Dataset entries
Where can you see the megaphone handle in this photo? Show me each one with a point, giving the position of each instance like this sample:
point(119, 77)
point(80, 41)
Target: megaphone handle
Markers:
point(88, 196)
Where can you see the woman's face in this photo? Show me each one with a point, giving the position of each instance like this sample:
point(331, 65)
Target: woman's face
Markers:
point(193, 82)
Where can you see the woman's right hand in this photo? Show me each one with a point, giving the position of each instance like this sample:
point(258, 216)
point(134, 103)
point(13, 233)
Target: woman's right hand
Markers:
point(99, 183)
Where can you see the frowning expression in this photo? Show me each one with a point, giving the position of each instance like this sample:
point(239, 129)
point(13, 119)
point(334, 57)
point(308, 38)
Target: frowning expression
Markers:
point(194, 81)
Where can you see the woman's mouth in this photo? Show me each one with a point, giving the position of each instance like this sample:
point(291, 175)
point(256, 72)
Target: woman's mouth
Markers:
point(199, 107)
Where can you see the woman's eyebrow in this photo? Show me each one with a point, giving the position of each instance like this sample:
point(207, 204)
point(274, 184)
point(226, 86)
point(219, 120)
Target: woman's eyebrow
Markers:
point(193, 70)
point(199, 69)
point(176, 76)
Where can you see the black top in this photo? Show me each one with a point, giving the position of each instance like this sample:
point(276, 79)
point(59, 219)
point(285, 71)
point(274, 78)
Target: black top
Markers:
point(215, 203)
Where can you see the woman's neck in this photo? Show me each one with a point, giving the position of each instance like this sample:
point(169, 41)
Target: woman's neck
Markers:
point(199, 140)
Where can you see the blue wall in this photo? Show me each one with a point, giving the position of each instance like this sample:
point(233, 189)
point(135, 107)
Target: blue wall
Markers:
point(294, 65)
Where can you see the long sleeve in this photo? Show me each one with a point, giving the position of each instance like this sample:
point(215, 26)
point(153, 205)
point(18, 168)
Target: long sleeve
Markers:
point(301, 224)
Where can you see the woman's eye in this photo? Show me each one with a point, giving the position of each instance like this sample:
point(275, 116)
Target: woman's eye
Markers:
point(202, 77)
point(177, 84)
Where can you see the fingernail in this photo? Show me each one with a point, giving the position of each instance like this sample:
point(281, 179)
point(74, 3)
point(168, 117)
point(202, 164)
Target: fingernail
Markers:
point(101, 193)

**What is expected**
Could you find every line in the records above that contains the word "handle" and copy it?

**Exercise solution**
Where can you see the megaphone handle in this photo? Show me each one with a point, giving the position of each instance like this sample:
Target: megaphone handle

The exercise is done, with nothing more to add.